** Opening Document passage block **
Kaluđerski Skokovi (Калуђерски Скокови) is the highest waterfall in Serbia. It is located on the Stara Planina mountain in southeast Serbia. Only discovered in 2012, it is 232 m high, which is over twice more than the Kopren Waterfall, previously the highest waterfall in Serbia, which itself was discovered only a year earlier.

== Location ==

The Kaluđerski Skokovi falls are situated in the area of the Topli Do village, northeast of the city of Pirot, to which it administratively belongs. The waterfall is located just southwest of the Midžor peak on the Stara Planina mountain, close to the border with Bulgaria.

== Characteristics ==

The waterfall is located on the river of Kaluđerska reka, which flows into the Rakitska reka, which in turn forms the Toplodolska reka with the Javorska reka.

The waterfall is 232 m high, 404 m long and is a typical cascade waterfall. On average, the inclination of the falls is 55 to 60 degrees, but some sections are almost straight, up to 90 degrees. It has over 20 cascades. The Midžor itself is 2,169 m high, and the waterfall starts at an altitude of 1,554 m and ends at 1,322 m.

== Accessibility ==

The waterfall is hard to access. It is possible to reach it only in the early spring, while the region is still under snow, and with full rock-climbing equipment. During summer, the already steep rocks grow into the thick, lush vegetation. Due to the topographic relief, Kaluđerski Skokovi in full can only be observed from the air.
** Closing Document passage block **
** Opening Data for analysis block **
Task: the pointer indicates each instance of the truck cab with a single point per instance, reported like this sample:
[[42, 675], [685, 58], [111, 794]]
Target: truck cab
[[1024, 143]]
** Closing Data for analysis block **
** Opening Data for analysis block **
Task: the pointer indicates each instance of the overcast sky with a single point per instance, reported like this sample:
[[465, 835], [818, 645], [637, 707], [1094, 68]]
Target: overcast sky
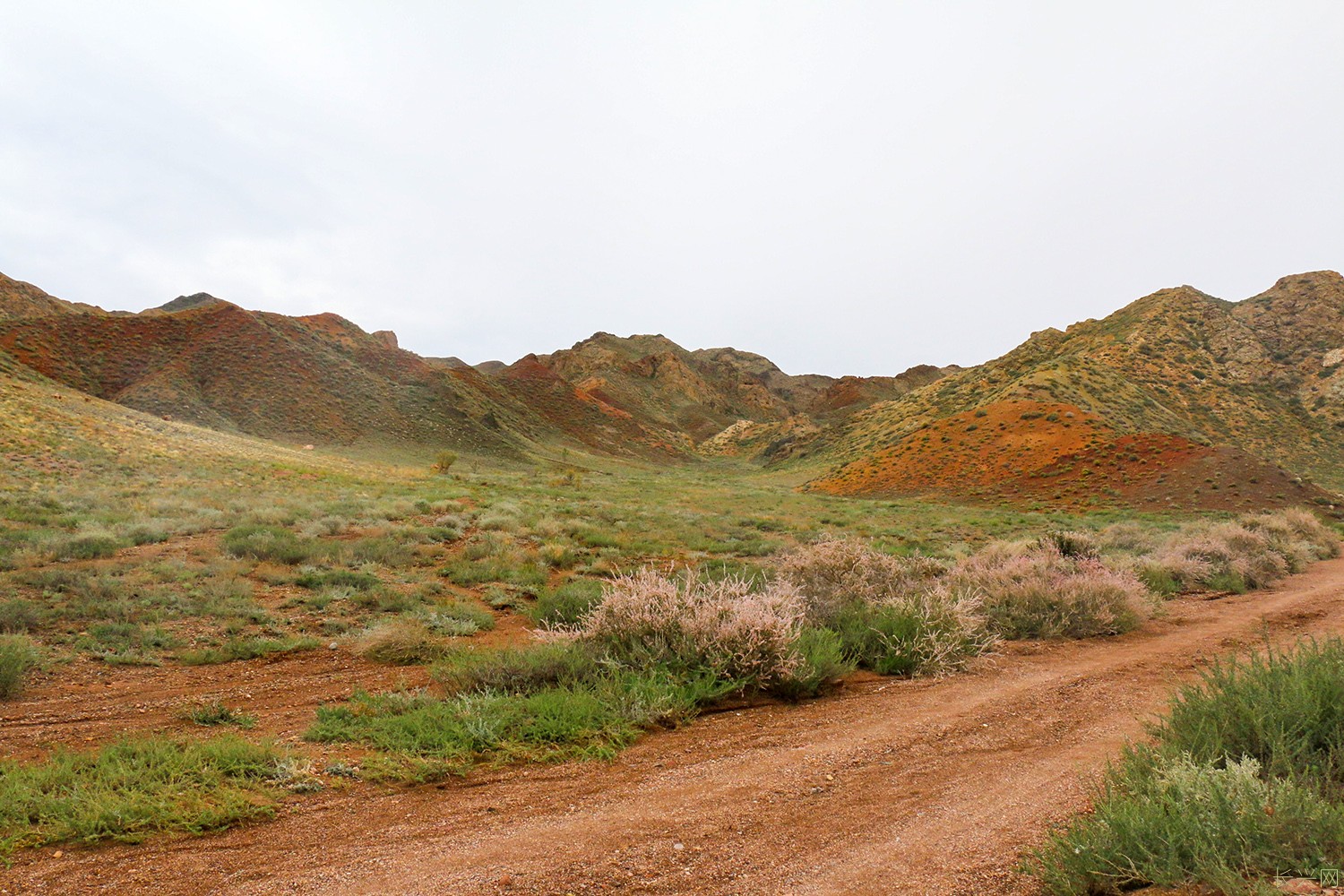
** Closing Data for analysis block **
** Opening Data for analysis block **
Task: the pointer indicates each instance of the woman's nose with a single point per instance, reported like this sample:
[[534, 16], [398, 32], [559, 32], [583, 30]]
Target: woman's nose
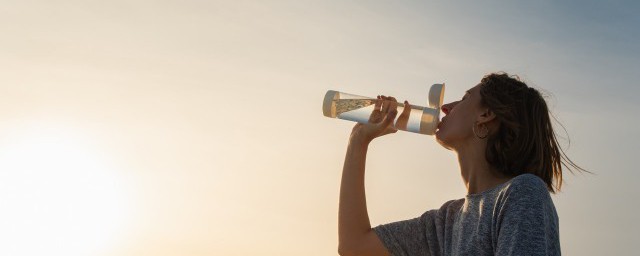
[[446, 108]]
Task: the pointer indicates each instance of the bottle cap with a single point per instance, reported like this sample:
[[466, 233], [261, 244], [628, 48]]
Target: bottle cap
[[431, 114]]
** Closing Data for analysis block **
Your task >> Name every river mentioned in the text about the Kaluđerski Skokovi waterfall.

Reply to the exercise >> Kaluđerska reka, Rakitska reka, Toplodolska reka, Javorska reka